Document segment:
This process requires that there is suitable data at the reference sites for the time periods over which the imputed data is required. It also requires that there are strong correlations between the time series at the reference sites and the site being imputed. Because of this we have chosen not to use imputation to fill the gaps in the pollen timeseries, as the consistent lack of data for all sites across the winter months makes this process impossible. Validation of the imputation process was carried out by removing data for selected reference sites, and comparing the imputed values with the original data (see Technical Validation section). This validation process indicated that the imputation of SO2 data was generally not very reliable (Spearman’s correlation coefficient of <0.3). This is probably because of the sparsity of the SO2 measurements sites, and differing sources of this pollutant compared with the other pollutants. As such, we have chosen not to use imputation for gap-filling the SO2 data, although the option to do so is provided in our tools. The validation process also demonstrates the value of including EMEP data in this imputation process. Although there can be considerable absolute differences between the EMEP and measured pollutant data at the same site, the overall correlation between these is usually good, and this is what matters for the imputation process.

Estimating data across regions

It is not possible for sensors recording all indicators to exist in every part of the UK, but environmental data research (such as population impact studies) often requires an estimation of the sensor values for specific target locations not necessarily close to a single sensor. In such cases (as opposed to cases caused by station failures: see the Imputation of Missing Values section for such cases) we propose a baseline estimation method that collects data from adjacent areas and uses these to infer the value in the target location.

To define regions in our estimation datasets, we adopted a standard UK regional subdivision which consists of 121 postcode areas (Table 2 in https://geoportal.statistics.gov.uk/documents/ons::ons-postcode-directory-may-2021-user-guide). Postcodes are used in the UK to direct mail and the first one or two alphabetical character(s) indicates the larger postcode areas. For instance, the postcode M13 9PL locates a specific address in the UK and the first letter (M) represents the Manchester area. These regions are not all equal in geographical extent and can have quite irregular shapes because their design has been influenced by both geography and population distributions within the UK. Although these irregularities can be a challenge for interpolating site measurements, due to their relationship with population rather than purely geographical features, they are still a potentially useful means for creating regional maps of environmental data when carrying out population impact studies.

Problems and tasks:
**A)** Repeat the part of the excerpt on pollution data estimation between "It is not possible" and "the target location.", inclusive.
**B)** Reproduce the lines of the records between the line holding "Where can the building wall" and the line holding "<point>77,103</point>", inclusive.

Source data:
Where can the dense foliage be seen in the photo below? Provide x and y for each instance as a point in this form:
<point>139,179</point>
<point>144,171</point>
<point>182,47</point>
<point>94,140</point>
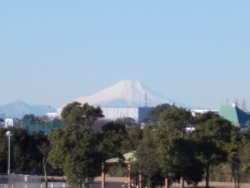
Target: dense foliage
<point>165,148</point>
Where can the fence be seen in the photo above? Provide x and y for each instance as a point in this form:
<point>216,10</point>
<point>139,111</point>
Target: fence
<point>24,181</point>
<point>30,181</point>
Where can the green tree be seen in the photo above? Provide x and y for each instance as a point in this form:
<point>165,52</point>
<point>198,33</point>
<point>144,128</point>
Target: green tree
<point>76,114</point>
<point>176,149</point>
<point>26,157</point>
<point>113,134</point>
<point>76,151</point>
<point>146,155</point>
<point>212,132</point>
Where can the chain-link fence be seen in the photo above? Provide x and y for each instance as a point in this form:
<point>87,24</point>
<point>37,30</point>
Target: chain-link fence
<point>31,181</point>
<point>24,181</point>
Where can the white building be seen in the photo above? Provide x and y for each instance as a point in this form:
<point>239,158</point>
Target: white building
<point>137,113</point>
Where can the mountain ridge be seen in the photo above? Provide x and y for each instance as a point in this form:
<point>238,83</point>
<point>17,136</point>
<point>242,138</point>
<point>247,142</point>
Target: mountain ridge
<point>129,93</point>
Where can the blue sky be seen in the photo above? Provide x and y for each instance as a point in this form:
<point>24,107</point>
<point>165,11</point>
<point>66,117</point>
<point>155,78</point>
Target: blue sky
<point>195,52</point>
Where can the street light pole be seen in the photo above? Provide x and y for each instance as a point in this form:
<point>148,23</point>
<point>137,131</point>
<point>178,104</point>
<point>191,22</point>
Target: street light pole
<point>8,134</point>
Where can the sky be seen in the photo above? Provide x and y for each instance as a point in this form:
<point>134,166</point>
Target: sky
<point>195,52</point>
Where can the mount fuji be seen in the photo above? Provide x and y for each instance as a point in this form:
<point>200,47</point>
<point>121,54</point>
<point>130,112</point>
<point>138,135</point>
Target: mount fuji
<point>127,93</point>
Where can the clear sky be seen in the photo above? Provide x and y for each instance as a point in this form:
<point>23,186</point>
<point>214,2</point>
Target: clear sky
<point>195,52</point>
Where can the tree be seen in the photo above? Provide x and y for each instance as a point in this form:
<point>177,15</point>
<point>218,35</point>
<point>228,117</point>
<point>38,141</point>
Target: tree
<point>76,151</point>
<point>176,149</point>
<point>113,134</point>
<point>80,115</point>
<point>146,155</point>
<point>26,151</point>
<point>134,135</point>
<point>212,132</point>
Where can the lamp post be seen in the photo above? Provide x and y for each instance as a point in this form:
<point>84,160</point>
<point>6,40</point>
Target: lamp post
<point>8,134</point>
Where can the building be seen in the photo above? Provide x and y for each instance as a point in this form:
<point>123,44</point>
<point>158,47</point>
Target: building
<point>137,113</point>
<point>235,115</point>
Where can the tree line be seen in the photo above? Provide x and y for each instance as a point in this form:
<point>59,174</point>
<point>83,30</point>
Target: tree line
<point>211,149</point>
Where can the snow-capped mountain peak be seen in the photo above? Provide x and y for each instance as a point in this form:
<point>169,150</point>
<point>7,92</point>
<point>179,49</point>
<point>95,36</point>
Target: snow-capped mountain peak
<point>125,93</point>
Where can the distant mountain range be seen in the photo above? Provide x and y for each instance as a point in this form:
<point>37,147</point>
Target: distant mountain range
<point>20,108</point>
<point>126,93</point>
<point>129,93</point>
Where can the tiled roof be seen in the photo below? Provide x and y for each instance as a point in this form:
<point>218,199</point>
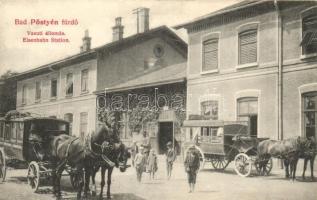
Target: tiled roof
<point>240,5</point>
<point>170,74</point>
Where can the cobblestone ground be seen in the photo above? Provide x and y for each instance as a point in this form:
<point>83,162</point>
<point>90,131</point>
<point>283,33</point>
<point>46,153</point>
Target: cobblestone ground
<point>210,185</point>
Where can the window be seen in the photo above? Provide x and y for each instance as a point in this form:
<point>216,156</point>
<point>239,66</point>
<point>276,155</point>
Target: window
<point>24,94</point>
<point>248,111</point>
<point>37,90</point>
<point>309,34</point>
<point>69,84</point>
<point>84,80</point>
<point>248,47</point>
<point>53,88</point>
<point>83,124</point>
<point>210,55</point>
<point>310,114</point>
<point>69,117</point>
<point>209,109</point>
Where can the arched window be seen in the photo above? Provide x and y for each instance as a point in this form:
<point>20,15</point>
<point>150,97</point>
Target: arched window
<point>309,31</point>
<point>309,112</point>
<point>248,46</point>
<point>69,117</point>
<point>247,110</point>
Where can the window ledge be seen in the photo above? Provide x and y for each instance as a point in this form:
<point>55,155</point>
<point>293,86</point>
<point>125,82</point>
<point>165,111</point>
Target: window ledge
<point>210,71</point>
<point>306,56</point>
<point>247,65</point>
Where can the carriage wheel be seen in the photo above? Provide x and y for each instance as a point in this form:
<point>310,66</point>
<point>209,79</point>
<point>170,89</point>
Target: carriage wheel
<point>201,157</point>
<point>220,162</point>
<point>2,165</point>
<point>75,178</point>
<point>34,176</point>
<point>243,164</point>
<point>268,167</point>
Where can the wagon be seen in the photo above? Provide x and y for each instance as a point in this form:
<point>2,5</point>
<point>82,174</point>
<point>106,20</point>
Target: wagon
<point>23,139</point>
<point>220,142</point>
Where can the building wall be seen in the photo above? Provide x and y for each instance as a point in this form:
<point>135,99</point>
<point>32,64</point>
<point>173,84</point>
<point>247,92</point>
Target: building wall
<point>299,72</point>
<point>120,66</point>
<point>77,103</point>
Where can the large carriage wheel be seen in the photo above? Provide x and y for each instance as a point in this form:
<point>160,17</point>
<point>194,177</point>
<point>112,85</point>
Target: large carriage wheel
<point>2,165</point>
<point>33,176</point>
<point>242,164</point>
<point>75,178</point>
<point>267,168</point>
<point>201,157</point>
<point>220,162</point>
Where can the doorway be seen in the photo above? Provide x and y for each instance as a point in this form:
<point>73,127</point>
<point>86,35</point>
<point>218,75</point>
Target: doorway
<point>165,135</point>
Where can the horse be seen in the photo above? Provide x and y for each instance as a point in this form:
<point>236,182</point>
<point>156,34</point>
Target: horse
<point>289,150</point>
<point>79,155</point>
<point>309,155</point>
<point>120,157</point>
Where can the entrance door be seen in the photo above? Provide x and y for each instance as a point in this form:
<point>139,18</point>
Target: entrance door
<point>165,135</point>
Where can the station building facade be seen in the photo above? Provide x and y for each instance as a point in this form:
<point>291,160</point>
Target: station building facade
<point>256,61</point>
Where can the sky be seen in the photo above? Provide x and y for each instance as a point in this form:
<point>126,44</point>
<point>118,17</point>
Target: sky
<point>95,15</point>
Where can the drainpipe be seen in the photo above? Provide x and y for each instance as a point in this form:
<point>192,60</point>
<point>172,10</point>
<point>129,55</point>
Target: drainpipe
<point>279,73</point>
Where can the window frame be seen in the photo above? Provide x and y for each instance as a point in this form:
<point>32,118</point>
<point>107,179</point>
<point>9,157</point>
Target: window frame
<point>84,90</point>
<point>205,38</point>
<point>24,94</point>
<point>56,92</point>
<point>69,94</point>
<point>304,14</point>
<point>38,91</point>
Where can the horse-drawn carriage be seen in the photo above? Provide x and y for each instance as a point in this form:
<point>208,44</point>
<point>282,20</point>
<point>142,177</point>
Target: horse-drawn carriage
<point>220,142</point>
<point>25,139</point>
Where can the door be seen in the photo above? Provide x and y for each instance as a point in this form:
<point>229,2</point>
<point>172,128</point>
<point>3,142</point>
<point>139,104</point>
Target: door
<point>165,135</point>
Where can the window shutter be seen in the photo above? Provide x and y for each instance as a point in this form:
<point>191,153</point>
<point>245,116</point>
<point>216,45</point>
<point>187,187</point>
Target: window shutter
<point>248,47</point>
<point>210,61</point>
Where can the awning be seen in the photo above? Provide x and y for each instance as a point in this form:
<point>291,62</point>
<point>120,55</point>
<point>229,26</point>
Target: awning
<point>310,37</point>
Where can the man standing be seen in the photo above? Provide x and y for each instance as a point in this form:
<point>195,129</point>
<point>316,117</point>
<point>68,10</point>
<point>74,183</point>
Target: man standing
<point>139,163</point>
<point>170,158</point>
<point>192,165</point>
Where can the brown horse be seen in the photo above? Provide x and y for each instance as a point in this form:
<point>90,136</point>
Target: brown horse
<point>119,156</point>
<point>71,151</point>
<point>289,150</point>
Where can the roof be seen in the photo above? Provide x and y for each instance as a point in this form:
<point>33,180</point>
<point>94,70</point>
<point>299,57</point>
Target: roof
<point>161,31</point>
<point>166,75</point>
<point>234,7</point>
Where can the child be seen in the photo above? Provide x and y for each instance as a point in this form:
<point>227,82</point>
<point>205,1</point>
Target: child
<point>192,165</point>
<point>152,163</point>
<point>170,158</point>
<point>139,163</point>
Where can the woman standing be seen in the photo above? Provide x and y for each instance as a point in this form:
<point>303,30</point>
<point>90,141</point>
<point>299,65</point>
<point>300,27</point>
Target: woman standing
<point>192,165</point>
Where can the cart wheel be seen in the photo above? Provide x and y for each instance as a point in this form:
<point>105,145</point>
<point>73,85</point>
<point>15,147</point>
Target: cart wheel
<point>3,168</point>
<point>243,164</point>
<point>75,178</point>
<point>220,162</point>
<point>34,176</point>
<point>201,157</point>
<point>267,168</point>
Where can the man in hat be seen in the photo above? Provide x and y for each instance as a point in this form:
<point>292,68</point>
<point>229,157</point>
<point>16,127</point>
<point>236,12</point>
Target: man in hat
<point>192,165</point>
<point>170,158</point>
<point>139,163</point>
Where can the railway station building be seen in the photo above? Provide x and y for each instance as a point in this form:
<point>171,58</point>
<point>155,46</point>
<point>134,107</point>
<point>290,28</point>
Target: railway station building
<point>256,61</point>
<point>150,62</point>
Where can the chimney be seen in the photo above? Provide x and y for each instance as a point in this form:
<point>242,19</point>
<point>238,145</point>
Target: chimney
<point>117,30</point>
<point>86,42</point>
<point>142,19</point>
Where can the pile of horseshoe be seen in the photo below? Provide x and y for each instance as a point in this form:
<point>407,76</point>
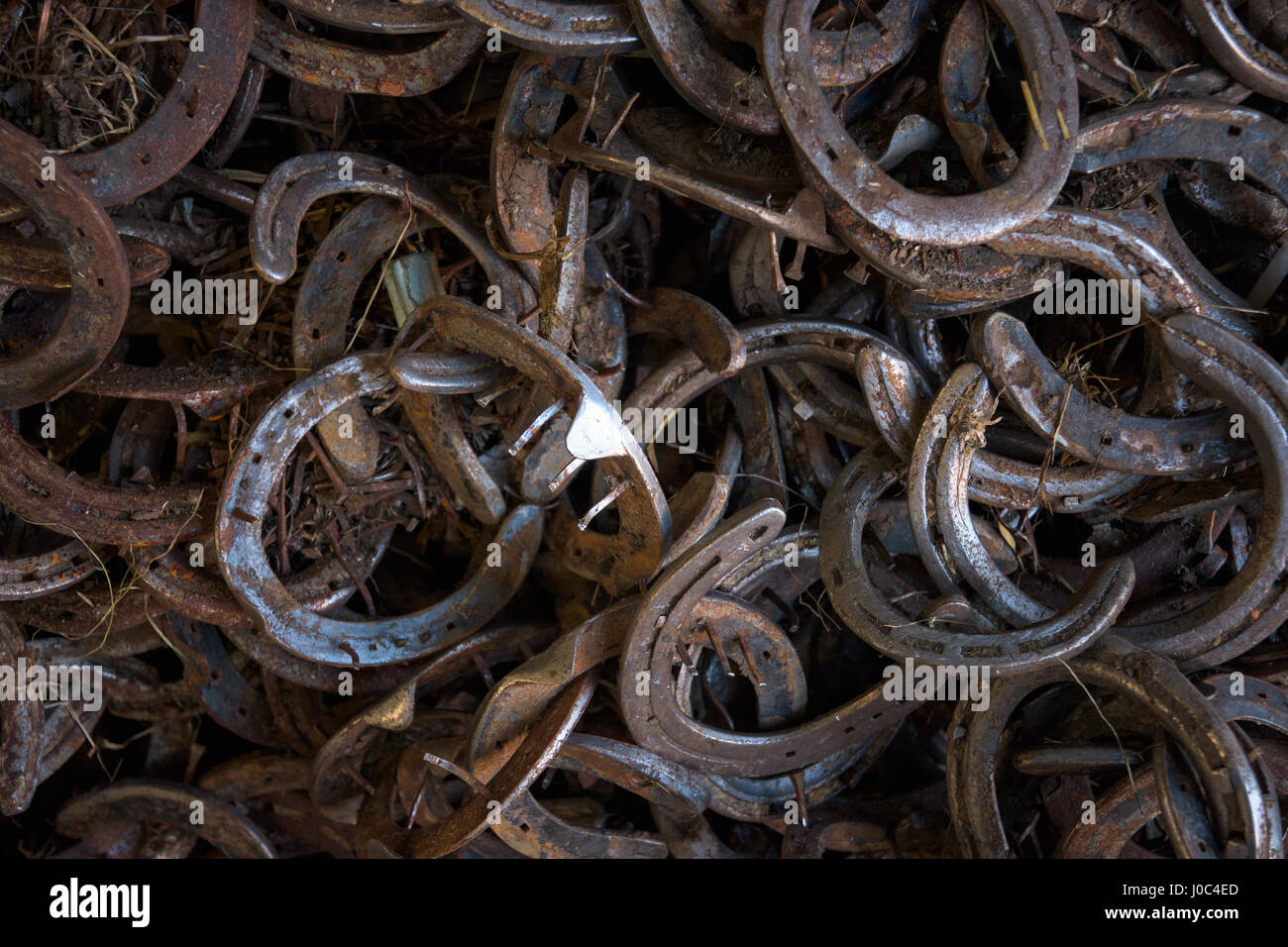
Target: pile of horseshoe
<point>958,329</point>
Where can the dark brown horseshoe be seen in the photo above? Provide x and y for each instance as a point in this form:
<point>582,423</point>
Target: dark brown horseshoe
<point>99,274</point>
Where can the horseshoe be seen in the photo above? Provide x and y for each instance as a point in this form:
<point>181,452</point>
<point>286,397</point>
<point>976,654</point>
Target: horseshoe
<point>262,459</point>
<point>1141,678</point>
<point>854,188</point>
<point>168,802</point>
<point>67,211</point>
<point>1150,446</point>
<point>870,616</point>
<point>180,124</point>
<point>557,29</point>
<point>364,71</point>
<point>1248,608</point>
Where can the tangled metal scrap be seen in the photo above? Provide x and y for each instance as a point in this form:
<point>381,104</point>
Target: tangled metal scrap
<point>810,228</point>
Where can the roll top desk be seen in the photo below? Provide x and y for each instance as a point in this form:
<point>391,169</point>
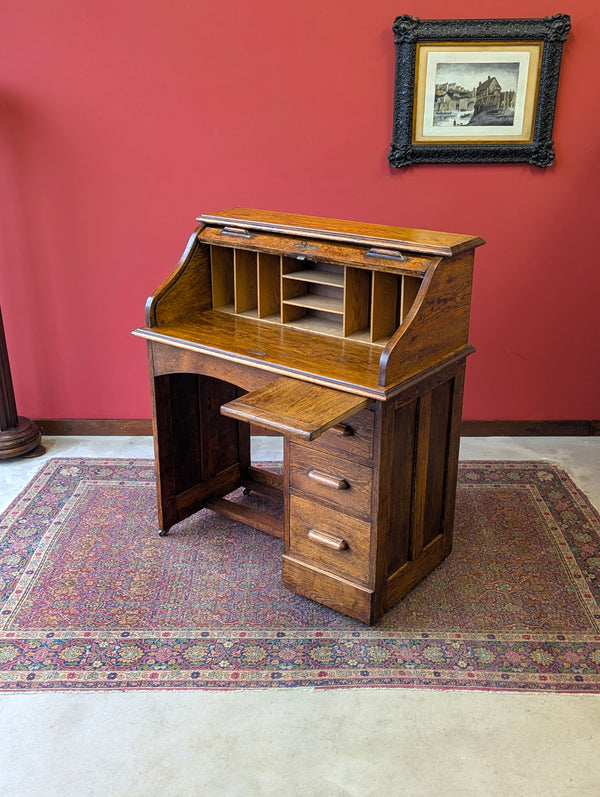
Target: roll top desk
<point>348,339</point>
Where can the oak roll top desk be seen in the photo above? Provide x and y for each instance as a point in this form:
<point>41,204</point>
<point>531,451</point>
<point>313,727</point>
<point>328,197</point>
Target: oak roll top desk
<point>348,339</point>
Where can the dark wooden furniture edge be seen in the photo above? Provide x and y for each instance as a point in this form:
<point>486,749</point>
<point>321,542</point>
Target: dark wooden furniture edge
<point>143,427</point>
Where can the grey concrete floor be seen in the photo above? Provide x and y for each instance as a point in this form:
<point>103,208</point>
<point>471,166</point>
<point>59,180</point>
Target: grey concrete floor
<point>302,742</point>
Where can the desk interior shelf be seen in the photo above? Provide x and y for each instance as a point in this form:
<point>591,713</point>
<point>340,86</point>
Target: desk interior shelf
<point>360,303</point>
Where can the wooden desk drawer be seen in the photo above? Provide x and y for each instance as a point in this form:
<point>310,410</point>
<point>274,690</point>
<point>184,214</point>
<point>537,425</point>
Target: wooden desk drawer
<point>330,539</point>
<point>340,481</point>
<point>353,437</point>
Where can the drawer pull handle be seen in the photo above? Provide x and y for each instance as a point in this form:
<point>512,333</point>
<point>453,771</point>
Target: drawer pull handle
<point>387,254</point>
<point>240,231</point>
<point>342,429</point>
<point>328,481</point>
<point>321,537</point>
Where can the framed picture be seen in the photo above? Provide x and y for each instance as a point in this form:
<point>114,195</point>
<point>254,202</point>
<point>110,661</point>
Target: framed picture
<point>476,91</point>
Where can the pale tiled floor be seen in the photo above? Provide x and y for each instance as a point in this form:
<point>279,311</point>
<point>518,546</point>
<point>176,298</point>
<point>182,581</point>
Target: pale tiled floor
<point>289,743</point>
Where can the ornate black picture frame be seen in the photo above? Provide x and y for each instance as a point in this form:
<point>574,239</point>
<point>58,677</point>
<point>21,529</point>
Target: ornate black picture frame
<point>476,91</point>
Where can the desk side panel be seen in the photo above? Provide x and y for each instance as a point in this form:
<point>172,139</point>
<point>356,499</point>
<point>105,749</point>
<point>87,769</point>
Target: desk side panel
<point>187,291</point>
<point>437,325</point>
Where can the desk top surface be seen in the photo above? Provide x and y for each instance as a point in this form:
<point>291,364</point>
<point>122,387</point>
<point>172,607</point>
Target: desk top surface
<point>424,241</point>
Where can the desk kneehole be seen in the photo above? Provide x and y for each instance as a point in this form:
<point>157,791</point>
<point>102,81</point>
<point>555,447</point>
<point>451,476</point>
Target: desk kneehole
<point>331,478</point>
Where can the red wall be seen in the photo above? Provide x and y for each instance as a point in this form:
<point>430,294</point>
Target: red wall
<point>122,121</point>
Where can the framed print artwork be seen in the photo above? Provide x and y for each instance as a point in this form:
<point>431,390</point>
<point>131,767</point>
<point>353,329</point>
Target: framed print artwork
<point>476,90</point>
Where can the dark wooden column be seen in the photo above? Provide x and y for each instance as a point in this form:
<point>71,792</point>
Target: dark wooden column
<point>18,436</point>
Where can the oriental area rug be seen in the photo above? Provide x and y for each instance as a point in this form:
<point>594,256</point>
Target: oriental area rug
<point>91,598</point>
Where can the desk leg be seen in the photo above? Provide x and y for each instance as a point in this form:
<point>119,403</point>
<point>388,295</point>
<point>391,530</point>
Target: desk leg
<point>200,454</point>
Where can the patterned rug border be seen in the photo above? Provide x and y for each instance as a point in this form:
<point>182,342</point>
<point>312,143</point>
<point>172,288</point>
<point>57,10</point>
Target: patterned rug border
<point>225,659</point>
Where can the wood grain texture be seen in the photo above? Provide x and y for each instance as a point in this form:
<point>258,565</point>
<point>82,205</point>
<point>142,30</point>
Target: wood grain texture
<point>296,409</point>
<point>270,321</point>
<point>424,241</point>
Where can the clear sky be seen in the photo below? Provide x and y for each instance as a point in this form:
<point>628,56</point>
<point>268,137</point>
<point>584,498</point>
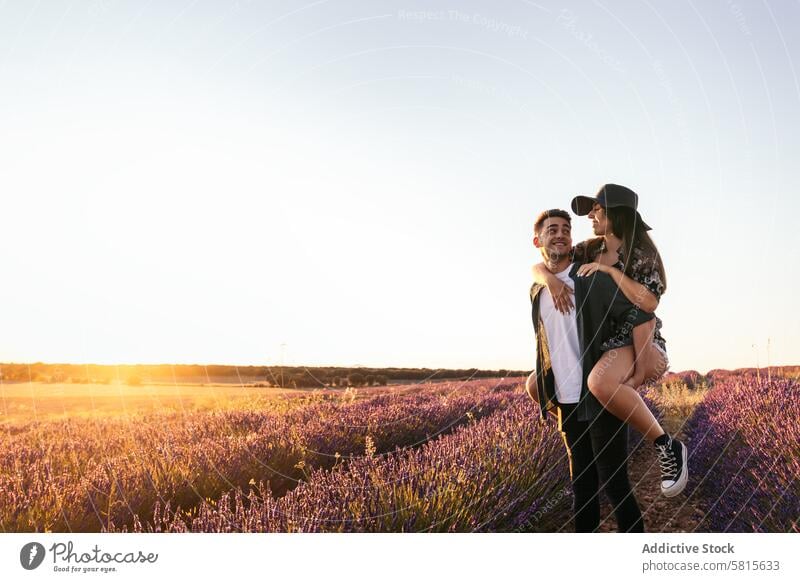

Task-by-task outputs:
**A)**
It is not possible for sensors recording all indicators to exist in every part of the UK, but environmental data research (such as population impact studies) often requires an estimation of the sensor values for specific target locations not necessarily close to a single sensor. In such cases (as opposed to cases caused by station failures: see the Imputation of Missing Values section for such cases) we propose a baseline estimation method that collects data from adjacent areas and uses these to infer the value in the target location.

**B)**
Where can the building wall be seen in the photo above? Provide x and y for each instance as a point in this form:
<point>135,99</point>
<point>32,64</point>
<point>173,84</point>
<point>247,92</point>
Target: building wall
<point>299,72</point>
<point>120,66</point>
<point>77,103</point>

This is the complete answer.